Output each line exactly as written, from the first line of the records to the line bearing "compact form (346,234).", inclusive, while leaving every picture out.

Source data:
Start of Block

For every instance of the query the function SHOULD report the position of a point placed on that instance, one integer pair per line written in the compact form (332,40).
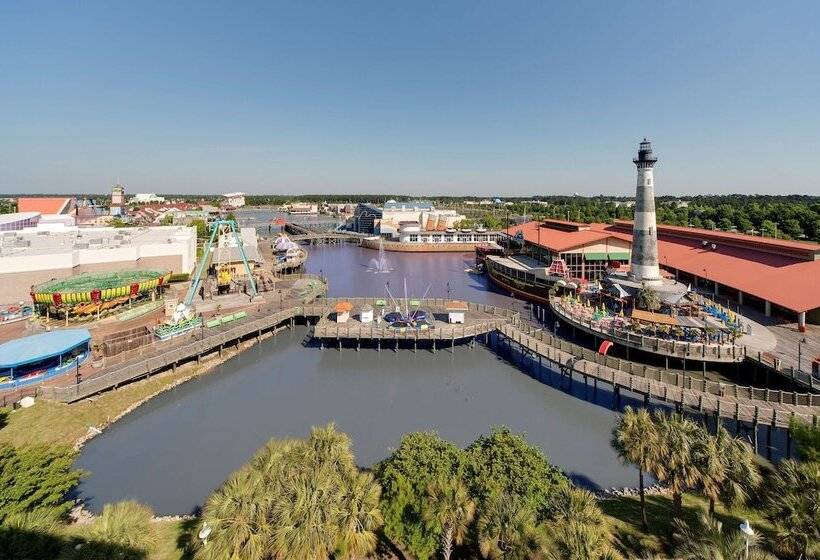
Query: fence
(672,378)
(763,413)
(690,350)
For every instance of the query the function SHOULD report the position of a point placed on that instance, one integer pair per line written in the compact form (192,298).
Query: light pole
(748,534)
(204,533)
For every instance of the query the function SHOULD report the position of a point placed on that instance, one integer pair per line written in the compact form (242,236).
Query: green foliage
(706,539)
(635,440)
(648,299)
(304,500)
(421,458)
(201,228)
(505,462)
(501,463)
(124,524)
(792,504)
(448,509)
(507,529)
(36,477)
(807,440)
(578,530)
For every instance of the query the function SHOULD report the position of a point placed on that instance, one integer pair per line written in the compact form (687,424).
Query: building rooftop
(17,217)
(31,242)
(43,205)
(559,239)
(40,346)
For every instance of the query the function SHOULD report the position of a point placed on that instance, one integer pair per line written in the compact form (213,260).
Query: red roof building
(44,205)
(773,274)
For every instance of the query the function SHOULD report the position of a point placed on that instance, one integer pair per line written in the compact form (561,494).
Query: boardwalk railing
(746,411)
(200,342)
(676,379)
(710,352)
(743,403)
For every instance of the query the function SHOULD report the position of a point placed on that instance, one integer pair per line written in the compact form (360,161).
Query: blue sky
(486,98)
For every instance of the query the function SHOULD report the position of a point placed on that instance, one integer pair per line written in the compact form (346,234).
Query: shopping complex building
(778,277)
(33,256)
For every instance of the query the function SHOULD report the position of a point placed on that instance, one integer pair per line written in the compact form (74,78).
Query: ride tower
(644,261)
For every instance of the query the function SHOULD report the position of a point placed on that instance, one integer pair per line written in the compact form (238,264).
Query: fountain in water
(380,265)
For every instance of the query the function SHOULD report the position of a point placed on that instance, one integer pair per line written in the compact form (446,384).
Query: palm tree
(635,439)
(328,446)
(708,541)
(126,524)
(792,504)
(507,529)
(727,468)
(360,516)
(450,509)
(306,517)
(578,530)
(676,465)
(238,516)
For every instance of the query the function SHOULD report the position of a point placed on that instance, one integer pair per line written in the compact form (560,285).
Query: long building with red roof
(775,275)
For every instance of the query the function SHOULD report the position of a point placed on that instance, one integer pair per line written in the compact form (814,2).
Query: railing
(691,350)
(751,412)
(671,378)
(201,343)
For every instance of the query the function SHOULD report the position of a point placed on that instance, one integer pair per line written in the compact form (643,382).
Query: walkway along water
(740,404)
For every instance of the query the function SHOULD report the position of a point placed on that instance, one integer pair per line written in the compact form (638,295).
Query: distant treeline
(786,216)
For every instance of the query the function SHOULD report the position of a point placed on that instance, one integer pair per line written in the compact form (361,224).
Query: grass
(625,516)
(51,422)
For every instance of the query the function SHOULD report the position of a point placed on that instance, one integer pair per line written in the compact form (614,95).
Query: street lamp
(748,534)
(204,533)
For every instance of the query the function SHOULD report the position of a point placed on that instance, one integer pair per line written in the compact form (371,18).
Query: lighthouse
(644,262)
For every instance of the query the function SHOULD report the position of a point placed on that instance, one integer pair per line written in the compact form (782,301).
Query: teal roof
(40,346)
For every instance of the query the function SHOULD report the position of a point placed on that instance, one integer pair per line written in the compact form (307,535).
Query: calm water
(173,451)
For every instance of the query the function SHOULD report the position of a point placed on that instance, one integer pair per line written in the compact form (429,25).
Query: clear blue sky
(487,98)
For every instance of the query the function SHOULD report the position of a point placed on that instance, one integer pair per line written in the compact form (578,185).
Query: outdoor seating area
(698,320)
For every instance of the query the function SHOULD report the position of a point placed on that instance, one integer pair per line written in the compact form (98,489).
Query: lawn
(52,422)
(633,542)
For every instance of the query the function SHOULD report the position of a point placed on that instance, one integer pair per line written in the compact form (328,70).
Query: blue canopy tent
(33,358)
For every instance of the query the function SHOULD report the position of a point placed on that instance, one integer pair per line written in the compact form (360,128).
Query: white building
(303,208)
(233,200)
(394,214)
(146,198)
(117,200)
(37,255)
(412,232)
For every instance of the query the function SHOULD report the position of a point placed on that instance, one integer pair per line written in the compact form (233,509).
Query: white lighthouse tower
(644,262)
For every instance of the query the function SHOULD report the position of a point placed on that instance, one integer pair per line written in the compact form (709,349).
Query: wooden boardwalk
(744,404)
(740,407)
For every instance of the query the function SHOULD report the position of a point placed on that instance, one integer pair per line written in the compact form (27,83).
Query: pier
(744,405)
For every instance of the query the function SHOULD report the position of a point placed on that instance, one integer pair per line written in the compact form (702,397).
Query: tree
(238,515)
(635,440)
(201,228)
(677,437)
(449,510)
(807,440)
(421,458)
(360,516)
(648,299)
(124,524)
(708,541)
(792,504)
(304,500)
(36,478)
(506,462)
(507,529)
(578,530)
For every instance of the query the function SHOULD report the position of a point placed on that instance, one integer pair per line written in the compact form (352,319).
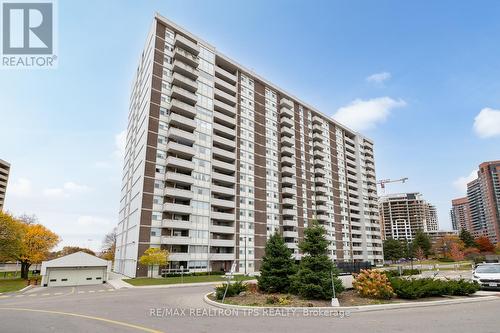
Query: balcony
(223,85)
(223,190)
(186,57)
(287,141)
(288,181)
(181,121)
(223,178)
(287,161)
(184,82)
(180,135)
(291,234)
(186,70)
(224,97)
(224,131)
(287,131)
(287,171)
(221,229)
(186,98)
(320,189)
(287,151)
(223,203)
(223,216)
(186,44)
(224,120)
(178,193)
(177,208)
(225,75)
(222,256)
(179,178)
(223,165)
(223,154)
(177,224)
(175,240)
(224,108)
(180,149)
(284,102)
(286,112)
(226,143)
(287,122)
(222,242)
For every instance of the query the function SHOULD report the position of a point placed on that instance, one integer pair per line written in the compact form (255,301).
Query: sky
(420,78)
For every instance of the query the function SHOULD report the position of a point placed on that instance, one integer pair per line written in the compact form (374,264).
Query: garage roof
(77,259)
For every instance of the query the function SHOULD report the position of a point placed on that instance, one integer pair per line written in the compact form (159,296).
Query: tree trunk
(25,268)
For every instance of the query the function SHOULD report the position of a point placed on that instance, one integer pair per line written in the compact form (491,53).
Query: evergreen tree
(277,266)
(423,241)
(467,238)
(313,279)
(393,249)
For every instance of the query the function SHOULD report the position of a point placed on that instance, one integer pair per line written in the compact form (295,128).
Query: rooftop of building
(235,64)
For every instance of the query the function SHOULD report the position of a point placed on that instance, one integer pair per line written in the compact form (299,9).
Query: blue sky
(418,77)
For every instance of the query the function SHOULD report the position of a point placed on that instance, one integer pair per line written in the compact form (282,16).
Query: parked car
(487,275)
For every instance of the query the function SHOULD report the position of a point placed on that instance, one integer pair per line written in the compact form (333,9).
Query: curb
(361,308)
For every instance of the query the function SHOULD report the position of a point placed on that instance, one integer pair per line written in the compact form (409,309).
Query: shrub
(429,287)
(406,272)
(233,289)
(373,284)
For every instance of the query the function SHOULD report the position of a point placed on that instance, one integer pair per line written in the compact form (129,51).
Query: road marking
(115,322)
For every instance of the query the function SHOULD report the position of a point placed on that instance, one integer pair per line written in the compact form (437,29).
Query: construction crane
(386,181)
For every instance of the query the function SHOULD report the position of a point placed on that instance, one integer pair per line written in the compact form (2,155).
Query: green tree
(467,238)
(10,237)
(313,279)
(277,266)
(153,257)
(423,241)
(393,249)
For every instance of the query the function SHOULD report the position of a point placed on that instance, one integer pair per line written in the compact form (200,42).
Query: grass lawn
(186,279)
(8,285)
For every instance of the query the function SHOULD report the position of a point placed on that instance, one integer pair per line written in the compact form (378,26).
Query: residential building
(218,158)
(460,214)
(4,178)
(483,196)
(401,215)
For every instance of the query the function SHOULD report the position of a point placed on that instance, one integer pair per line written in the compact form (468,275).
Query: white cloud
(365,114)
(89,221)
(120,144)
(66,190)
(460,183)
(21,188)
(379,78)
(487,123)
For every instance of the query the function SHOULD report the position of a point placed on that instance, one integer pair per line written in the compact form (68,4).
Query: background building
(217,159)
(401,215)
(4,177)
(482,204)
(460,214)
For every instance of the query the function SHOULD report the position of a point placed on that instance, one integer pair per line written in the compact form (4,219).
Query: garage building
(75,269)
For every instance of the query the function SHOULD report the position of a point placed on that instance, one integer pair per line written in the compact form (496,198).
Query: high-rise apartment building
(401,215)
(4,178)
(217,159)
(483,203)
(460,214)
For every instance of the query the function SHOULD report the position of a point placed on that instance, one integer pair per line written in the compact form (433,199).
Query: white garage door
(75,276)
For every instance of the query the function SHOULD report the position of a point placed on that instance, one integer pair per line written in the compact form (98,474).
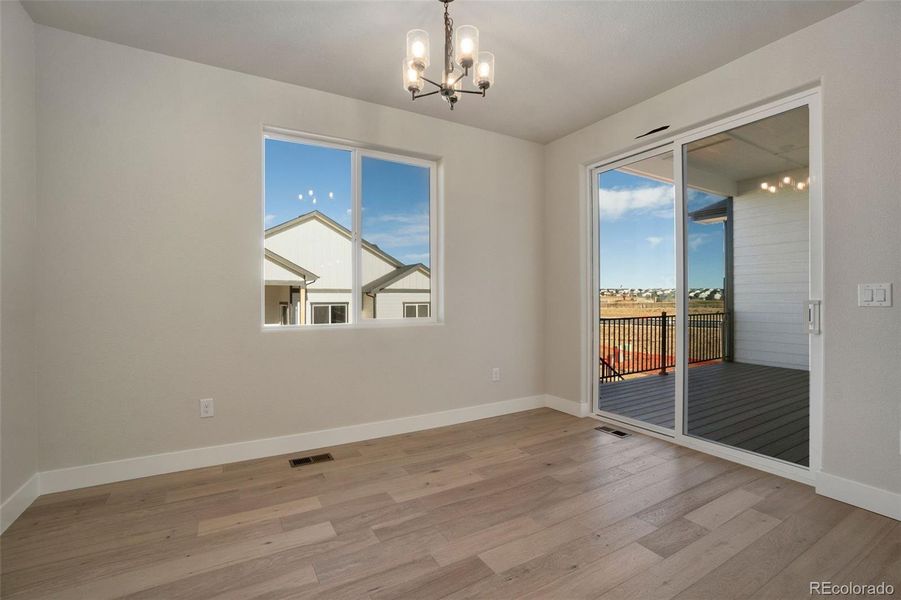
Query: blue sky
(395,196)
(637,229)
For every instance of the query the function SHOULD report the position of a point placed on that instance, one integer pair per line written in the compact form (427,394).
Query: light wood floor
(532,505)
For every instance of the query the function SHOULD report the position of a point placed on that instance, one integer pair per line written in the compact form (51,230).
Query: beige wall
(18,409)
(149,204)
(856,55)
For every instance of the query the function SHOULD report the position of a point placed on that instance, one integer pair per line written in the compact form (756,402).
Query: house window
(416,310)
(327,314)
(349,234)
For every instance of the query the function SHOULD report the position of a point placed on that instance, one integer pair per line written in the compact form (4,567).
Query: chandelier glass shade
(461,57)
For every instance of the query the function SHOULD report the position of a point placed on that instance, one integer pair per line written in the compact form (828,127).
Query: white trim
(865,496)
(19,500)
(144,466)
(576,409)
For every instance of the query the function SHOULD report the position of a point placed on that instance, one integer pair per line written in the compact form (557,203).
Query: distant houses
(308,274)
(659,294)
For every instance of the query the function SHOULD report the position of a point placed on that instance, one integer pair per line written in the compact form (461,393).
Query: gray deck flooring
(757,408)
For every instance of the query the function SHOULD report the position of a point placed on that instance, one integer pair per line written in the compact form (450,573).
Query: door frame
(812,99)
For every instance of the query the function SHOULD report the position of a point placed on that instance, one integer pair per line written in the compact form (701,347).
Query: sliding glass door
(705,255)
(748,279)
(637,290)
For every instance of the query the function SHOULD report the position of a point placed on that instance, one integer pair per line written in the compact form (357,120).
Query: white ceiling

End of Block

[WRITTEN REPLY]
For every instance of the query the function SHOULD report the position of a point placed on that instance, one integer pair per line written in the compact form (332,40).
Query: fence
(672,378)
(763,413)
(690,350)
For every instance of the query the function SHOULD report the position of a point placed on that instance, one integer pair per line written in the compact form (192,298).
Query: light pole
(748,534)
(204,533)
For every instance of the query the function SHOULD report the position of a point placed on that instance, one integer pair per line written in the compact form (242,236).
Query: green foliage
(706,539)
(635,440)
(648,299)
(304,500)
(421,458)
(201,228)
(505,462)
(501,463)
(124,524)
(792,504)
(448,509)
(507,529)
(36,477)
(807,440)
(578,530)
For every instance of the query the function SHOULD report the position of a point placed on that instance, one integer pair per line written in the compact form (687,424).
Query: building rooftop
(17,217)
(31,242)
(43,205)
(559,239)
(40,346)
For every instance of the query the function SHOULD report the position of a point placed on that instance, one integer pair per line written in the compact form (213,260).
Query: red roof building
(44,205)
(773,274)
For every instance of the query the function SHOULD report the position of a point placed on that instance, one integer pair per line written in the compact form (561,494).
Query: boardwalk railing
(746,411)
(200,342)
(676,379)
(710,352)
(743,403)
For every instance of the query the function SHOULD report the position of a point placed on that instance, one integer pair per line written in the compact form (360,161).
Query: blue sky
(486,98)
For every instance of the query the function SHOULD report the position of a point placed on that instance, one integer pair per line written in the compact form (346,234).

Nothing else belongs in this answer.